- PROBLEM STATEMENT:
Reproduce the material word for word, from its first line up to and including the line that contains "x=254, y=258". Omit the pictures from your answer.

- Point annotation records:
++++++++++
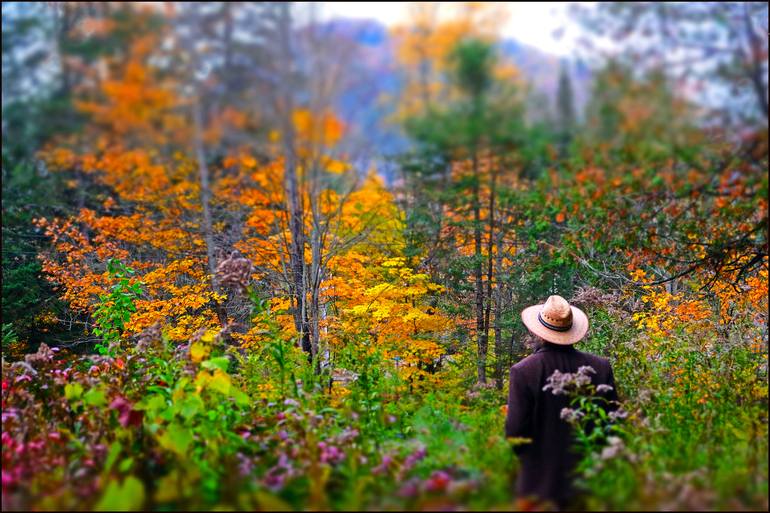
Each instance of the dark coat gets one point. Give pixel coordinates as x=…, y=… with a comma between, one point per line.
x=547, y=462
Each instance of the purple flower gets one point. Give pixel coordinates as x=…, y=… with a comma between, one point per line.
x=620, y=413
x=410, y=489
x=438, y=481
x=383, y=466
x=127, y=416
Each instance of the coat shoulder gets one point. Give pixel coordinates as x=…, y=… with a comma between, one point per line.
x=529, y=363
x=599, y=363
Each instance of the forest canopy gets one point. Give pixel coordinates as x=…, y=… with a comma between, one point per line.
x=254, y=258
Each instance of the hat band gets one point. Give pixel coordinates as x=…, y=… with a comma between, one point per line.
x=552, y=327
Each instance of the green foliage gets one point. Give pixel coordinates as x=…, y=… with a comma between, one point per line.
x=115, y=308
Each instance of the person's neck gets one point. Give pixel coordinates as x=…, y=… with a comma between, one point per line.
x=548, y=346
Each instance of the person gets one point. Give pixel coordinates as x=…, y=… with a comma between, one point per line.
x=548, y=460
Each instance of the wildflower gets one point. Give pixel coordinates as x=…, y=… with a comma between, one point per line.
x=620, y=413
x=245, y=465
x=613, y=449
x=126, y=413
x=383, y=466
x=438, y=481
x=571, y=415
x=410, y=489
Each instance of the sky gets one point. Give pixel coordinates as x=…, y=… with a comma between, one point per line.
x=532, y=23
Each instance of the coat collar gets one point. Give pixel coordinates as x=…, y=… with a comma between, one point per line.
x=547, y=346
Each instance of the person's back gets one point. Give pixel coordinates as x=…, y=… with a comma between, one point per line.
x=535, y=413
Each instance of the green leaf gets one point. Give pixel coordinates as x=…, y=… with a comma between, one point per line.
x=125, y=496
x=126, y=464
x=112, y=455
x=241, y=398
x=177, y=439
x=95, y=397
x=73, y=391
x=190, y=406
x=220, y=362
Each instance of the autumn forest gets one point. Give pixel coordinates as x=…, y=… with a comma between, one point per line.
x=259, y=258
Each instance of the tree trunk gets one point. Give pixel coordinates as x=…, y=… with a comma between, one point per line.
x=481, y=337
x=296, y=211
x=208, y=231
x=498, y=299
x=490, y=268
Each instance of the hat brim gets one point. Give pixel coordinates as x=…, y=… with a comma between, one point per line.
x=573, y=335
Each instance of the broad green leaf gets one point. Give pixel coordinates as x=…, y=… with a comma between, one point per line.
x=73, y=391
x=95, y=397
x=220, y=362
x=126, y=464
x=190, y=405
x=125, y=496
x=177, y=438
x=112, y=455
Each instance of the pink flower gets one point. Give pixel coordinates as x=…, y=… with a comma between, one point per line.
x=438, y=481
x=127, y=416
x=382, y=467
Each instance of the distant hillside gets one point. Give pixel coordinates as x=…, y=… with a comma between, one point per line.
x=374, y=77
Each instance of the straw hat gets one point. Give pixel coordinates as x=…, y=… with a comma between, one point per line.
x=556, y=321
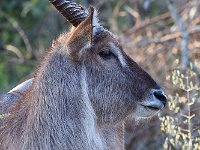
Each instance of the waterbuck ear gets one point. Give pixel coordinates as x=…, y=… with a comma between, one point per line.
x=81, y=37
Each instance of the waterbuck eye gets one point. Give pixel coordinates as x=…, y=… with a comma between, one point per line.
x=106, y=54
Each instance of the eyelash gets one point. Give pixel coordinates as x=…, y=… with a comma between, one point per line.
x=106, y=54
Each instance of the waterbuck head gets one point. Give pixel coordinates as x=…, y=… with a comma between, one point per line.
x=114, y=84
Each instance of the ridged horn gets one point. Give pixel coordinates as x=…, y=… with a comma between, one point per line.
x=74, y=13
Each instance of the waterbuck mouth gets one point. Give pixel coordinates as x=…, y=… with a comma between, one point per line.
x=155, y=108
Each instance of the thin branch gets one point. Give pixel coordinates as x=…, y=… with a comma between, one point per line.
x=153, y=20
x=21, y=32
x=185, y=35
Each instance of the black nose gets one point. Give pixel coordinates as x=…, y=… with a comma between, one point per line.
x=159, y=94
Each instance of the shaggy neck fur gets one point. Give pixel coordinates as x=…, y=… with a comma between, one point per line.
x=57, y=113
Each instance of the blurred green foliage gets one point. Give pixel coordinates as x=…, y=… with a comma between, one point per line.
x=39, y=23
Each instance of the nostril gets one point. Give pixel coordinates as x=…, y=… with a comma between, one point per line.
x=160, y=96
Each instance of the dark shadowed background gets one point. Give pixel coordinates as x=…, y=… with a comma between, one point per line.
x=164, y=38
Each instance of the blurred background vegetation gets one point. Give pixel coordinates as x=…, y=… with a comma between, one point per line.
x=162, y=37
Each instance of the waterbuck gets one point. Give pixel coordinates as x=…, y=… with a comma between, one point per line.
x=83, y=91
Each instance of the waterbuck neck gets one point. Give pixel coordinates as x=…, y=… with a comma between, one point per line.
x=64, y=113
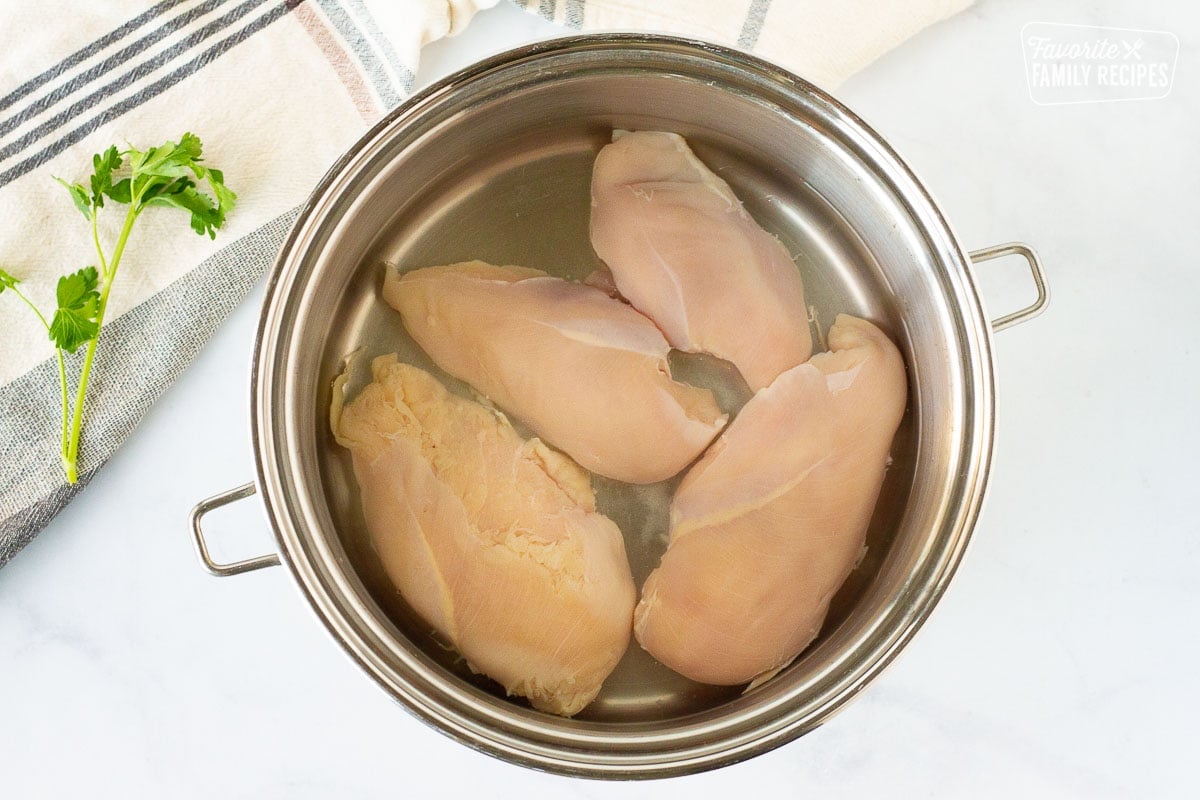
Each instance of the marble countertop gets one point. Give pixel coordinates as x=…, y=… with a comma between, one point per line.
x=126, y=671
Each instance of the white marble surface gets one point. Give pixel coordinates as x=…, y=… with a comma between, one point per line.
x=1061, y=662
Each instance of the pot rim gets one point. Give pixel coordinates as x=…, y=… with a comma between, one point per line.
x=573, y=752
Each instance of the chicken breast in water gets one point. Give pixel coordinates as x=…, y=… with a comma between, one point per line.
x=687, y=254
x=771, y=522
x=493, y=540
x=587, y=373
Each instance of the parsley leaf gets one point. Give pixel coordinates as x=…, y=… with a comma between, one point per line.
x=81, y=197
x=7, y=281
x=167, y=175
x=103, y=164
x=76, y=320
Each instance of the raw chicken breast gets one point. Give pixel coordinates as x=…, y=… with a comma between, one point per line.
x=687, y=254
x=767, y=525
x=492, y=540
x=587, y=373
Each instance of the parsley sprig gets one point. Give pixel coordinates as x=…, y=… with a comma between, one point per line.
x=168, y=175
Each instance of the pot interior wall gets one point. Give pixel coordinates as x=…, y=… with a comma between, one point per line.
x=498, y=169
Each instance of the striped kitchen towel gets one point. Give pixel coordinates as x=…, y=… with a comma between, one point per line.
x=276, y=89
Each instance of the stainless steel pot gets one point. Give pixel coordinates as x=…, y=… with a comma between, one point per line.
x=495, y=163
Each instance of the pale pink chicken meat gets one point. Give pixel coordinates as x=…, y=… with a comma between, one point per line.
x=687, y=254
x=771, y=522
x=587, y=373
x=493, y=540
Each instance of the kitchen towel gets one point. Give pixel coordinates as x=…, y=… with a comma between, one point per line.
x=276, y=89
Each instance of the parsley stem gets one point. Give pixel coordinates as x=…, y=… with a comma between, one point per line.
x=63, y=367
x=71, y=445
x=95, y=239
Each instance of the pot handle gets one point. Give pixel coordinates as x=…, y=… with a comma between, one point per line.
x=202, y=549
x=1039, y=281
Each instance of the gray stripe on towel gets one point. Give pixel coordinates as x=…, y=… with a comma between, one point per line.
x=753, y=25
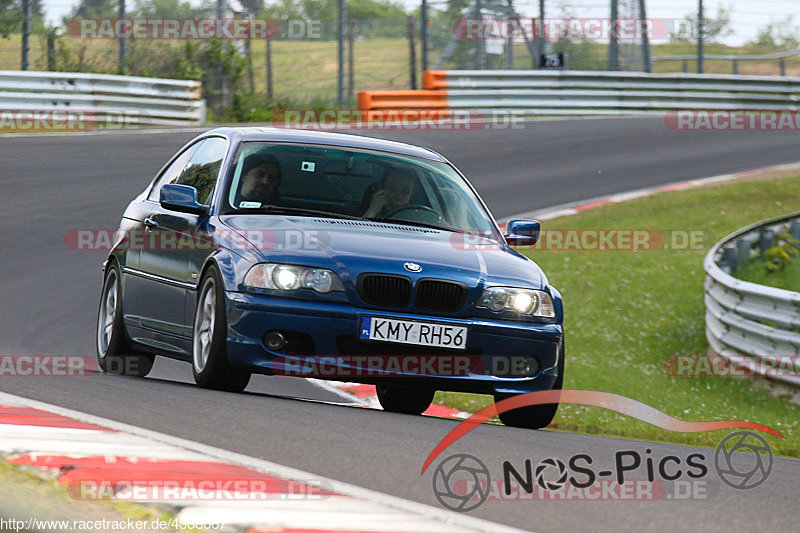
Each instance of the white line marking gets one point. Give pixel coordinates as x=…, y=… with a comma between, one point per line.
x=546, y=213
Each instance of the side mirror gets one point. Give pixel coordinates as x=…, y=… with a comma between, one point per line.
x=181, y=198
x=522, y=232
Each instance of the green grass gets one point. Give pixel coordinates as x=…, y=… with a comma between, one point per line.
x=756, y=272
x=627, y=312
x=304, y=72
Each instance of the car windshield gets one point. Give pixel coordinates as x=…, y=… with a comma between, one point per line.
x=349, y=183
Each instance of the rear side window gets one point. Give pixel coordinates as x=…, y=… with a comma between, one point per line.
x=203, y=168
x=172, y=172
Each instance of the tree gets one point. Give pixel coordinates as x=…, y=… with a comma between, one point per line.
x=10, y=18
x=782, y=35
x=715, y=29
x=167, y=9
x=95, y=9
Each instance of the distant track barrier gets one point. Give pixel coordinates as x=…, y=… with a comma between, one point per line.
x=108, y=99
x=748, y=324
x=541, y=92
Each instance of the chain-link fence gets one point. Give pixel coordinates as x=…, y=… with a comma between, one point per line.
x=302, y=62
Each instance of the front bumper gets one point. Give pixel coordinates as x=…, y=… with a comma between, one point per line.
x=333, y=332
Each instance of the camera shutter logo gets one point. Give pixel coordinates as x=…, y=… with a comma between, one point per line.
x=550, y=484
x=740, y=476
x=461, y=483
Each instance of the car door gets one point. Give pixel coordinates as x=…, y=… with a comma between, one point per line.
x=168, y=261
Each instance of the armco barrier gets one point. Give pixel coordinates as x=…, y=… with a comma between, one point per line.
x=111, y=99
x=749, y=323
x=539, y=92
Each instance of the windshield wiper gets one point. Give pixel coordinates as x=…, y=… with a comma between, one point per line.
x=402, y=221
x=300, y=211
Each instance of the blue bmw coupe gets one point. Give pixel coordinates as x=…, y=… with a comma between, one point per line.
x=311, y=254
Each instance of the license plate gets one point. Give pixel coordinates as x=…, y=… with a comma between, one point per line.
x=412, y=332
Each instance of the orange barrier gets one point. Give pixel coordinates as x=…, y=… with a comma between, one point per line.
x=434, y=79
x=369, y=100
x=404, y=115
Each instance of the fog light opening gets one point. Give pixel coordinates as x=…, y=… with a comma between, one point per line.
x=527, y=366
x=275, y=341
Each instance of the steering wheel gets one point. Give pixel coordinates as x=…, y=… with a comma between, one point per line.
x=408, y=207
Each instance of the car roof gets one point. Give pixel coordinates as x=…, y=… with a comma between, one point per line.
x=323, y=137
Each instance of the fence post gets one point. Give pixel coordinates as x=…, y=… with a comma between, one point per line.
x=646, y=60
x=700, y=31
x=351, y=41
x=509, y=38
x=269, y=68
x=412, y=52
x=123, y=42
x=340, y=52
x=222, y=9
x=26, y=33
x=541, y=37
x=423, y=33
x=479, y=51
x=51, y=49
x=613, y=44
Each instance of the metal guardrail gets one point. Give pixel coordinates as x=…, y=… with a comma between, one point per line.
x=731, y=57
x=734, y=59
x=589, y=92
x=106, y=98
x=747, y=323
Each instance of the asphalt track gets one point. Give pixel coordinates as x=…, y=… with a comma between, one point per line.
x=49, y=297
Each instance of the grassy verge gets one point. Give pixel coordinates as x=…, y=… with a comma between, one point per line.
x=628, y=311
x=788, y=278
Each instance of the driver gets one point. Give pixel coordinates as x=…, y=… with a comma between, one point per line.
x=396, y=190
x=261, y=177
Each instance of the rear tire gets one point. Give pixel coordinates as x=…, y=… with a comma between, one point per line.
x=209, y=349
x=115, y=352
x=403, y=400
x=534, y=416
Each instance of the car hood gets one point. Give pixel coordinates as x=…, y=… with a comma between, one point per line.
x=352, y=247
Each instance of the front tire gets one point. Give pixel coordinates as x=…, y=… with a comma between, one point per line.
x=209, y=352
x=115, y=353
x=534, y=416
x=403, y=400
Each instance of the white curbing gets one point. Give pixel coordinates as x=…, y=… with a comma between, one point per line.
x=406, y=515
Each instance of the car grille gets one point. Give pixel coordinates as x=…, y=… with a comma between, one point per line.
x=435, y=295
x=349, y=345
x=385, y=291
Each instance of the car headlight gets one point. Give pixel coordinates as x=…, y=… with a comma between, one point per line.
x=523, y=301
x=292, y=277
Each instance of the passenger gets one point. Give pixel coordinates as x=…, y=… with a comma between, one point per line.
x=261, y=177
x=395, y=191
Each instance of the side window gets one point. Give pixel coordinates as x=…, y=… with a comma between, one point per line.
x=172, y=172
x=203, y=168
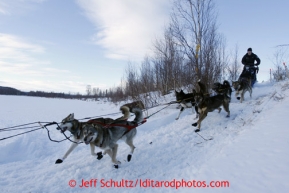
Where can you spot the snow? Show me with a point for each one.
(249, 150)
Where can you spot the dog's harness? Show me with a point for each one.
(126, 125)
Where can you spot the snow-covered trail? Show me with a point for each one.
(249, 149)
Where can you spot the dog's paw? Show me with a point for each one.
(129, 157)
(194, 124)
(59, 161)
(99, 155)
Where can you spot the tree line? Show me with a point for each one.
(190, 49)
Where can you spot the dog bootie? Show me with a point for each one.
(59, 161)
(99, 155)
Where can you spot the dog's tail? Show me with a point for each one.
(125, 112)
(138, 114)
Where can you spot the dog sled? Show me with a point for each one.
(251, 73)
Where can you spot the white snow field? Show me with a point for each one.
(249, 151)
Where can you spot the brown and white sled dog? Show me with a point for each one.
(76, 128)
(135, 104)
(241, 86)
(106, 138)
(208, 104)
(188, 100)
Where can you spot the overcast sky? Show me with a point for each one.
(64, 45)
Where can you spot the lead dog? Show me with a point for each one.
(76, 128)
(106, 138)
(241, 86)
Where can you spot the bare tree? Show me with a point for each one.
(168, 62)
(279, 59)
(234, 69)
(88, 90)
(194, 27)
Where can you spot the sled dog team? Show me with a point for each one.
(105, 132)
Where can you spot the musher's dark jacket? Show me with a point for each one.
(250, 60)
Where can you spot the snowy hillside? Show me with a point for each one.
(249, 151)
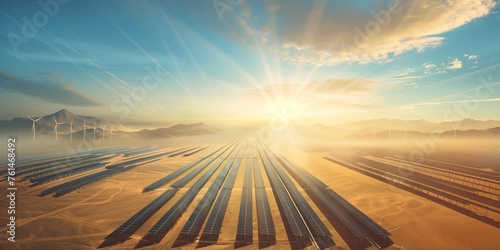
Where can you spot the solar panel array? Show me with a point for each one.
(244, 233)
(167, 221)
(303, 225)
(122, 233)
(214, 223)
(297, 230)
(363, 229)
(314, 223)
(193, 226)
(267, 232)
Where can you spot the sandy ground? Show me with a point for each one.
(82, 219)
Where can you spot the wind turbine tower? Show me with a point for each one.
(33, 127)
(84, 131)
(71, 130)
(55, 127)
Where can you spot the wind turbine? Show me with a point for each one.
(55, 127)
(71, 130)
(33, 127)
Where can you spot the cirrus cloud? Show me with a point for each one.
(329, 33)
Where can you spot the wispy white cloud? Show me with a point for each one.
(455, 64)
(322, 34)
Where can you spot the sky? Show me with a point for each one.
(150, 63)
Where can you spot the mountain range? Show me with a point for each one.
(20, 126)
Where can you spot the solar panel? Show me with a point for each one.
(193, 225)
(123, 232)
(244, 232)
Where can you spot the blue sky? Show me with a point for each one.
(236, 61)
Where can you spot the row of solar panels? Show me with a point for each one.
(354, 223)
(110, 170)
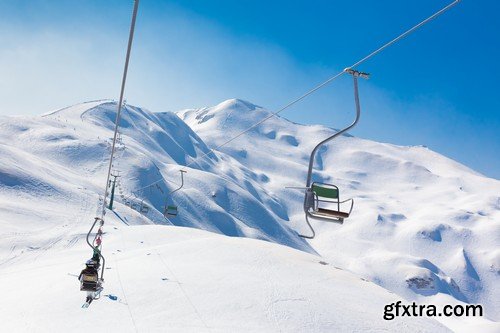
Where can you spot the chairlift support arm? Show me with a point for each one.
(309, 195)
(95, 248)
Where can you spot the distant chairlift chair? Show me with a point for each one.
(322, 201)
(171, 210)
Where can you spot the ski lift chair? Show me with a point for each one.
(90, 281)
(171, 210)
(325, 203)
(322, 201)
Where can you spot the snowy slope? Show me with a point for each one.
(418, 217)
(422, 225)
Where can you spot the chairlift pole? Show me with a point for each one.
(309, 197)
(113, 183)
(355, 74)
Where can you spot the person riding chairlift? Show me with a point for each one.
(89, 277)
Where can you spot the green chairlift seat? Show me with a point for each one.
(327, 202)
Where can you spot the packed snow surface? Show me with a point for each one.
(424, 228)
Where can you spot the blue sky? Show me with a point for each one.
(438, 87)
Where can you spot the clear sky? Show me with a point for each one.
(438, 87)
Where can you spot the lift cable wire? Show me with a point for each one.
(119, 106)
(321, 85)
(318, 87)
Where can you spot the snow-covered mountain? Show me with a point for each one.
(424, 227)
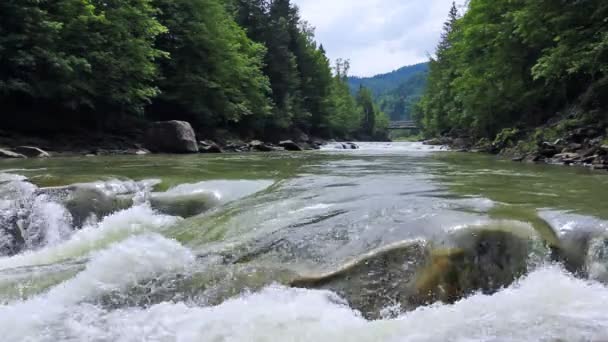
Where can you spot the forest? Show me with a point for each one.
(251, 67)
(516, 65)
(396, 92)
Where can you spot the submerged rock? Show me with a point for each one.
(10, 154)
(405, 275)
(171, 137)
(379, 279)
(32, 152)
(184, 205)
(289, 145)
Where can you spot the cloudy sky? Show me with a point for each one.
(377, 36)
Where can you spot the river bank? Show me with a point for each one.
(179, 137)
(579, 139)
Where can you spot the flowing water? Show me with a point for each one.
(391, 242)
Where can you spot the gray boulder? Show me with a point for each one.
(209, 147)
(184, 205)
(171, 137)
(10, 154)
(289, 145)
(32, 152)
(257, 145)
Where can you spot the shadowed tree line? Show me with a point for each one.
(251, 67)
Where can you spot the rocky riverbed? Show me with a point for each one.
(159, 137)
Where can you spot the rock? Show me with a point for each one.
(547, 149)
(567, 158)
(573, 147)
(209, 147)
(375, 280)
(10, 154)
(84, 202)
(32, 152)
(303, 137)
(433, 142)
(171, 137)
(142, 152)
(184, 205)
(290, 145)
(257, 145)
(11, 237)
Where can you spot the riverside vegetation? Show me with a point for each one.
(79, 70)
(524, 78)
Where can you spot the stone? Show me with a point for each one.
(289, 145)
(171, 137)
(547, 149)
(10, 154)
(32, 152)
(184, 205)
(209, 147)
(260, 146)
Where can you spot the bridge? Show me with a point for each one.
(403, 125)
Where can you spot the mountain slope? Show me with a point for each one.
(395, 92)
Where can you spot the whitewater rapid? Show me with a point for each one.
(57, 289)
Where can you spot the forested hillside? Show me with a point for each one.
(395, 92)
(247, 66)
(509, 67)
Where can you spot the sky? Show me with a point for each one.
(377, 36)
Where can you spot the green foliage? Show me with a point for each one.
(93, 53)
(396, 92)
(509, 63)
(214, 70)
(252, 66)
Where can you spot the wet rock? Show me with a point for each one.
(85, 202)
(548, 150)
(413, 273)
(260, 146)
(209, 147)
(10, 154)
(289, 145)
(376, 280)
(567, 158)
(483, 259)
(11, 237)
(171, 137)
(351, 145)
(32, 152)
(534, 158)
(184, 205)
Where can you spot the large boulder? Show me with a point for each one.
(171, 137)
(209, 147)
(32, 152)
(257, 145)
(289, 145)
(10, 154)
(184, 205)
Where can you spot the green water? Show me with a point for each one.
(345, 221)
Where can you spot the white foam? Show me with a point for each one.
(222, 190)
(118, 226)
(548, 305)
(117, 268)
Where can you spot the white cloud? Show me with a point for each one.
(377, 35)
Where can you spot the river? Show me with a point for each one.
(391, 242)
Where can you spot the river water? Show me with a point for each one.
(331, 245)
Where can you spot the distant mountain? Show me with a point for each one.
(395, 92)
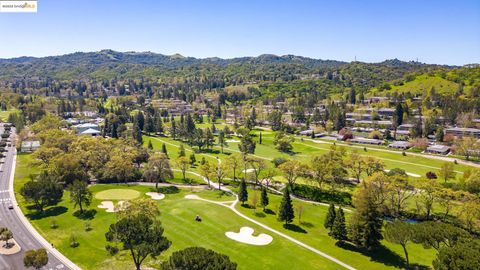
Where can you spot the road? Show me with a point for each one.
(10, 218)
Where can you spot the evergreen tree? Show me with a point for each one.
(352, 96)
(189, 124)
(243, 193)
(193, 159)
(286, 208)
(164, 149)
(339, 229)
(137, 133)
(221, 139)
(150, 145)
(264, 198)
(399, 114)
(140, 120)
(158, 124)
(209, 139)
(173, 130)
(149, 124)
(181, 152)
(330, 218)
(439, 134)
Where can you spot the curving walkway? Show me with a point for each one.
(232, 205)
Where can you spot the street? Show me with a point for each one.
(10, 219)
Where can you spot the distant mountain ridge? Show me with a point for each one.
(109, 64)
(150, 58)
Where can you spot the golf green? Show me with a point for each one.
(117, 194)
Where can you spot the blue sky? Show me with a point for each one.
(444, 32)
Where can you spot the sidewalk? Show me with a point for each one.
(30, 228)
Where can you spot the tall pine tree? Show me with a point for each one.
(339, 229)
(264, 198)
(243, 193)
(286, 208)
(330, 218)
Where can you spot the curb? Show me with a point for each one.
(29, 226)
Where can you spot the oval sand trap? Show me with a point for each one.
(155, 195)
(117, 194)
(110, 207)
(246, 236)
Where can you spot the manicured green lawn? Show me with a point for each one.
++++++++++
- RESULT OF THIS TASK:
Each instance of the dark coat gets one point. Give pixel coordinates as x=…, y=… with a comma between, one point per line.
x=547, y=462
Each instance of the purple flower gets one point. Give pixel coordinates as x=…, y=… with a comma between, one point per line.
x=620, y=413
x=410, y=489
x=438, y=481
x=383, y=466
x=127, y=416
Each instance of the coat shoulder gets one point. Give pixel coordinates as x=…, y=… with a comma between, one point per line.
x=529, y=363
x=599, y=363
Each instance of the forest canopy gets one point. Give pixel coordinates as x=…, y=… with a comma between, one point per line.
x=254, y=258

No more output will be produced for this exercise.